##### RECORD EXCERPTS #####

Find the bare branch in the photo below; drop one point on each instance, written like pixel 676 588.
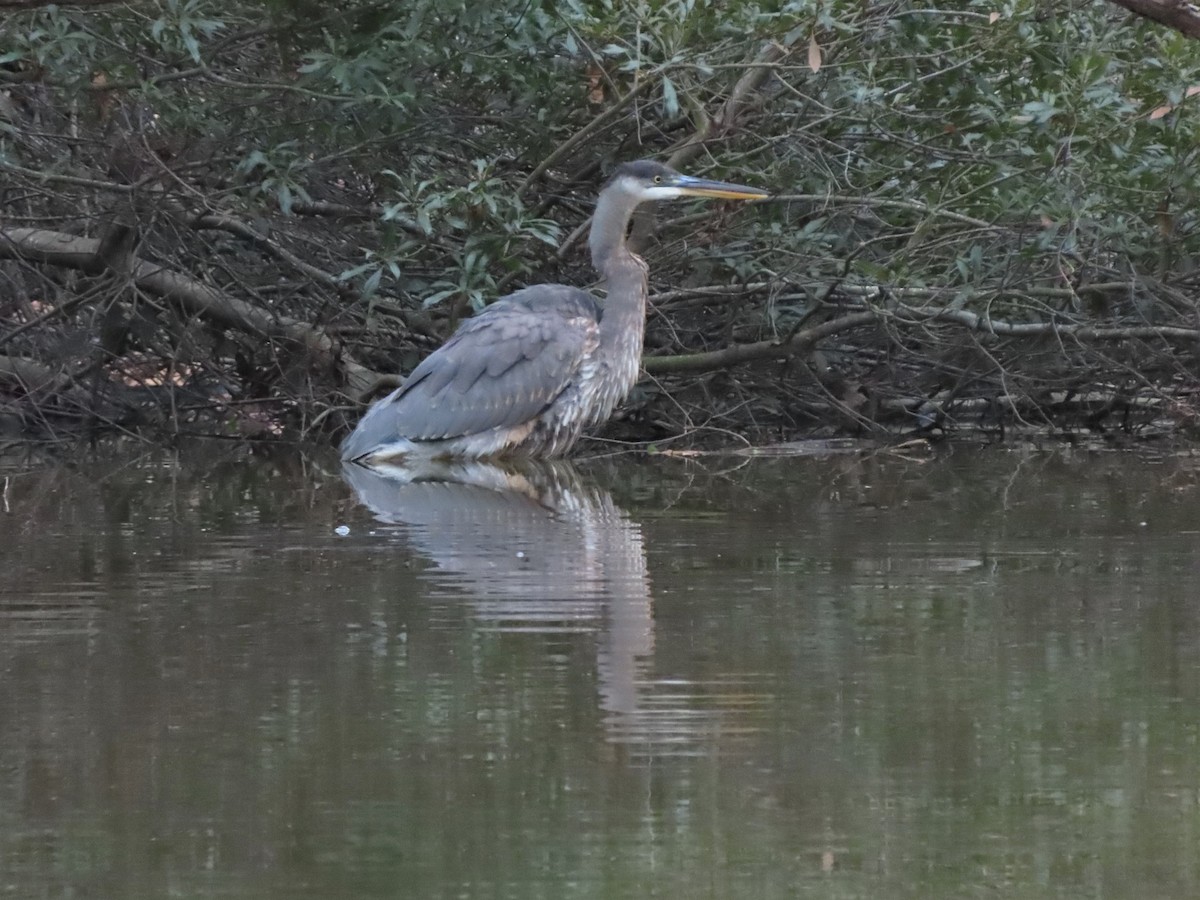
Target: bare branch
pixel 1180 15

#####
##### RECORD EXCERPTS #####

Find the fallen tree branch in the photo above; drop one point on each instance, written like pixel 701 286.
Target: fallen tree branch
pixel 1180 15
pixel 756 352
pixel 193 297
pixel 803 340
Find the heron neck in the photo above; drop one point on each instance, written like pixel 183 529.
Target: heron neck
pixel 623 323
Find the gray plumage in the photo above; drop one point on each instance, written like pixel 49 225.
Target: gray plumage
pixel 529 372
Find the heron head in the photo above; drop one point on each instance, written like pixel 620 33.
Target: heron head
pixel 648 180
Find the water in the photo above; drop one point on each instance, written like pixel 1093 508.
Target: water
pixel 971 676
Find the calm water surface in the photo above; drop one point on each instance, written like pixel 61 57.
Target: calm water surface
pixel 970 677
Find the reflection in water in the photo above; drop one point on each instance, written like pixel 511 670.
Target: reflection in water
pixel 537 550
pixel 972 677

#####

AIM OF THE EXERCISE |
Retype the lines above word for word, starting at the line that has "Find the fallen" and stopping after the line that has "pixel 529 372".

OUTPUT OF THE EXERCISE |
Find the fallen tree branch in the photo above; drop one point on each instance, written like pixel 701 286.
Target: fallen tree branch
pixel 1180 15
pixel 756 352
pixel 193 297
pixel 803 340
Find the heron neck in the photo above; drop one point on each instance, written like pixel 183 529.
Target: heron neck
pixel 623 323
Find the gray plumage in the photo above; drop one point on each instance, written like pixel 49 225.
Target: gray plumage
pixel 529 372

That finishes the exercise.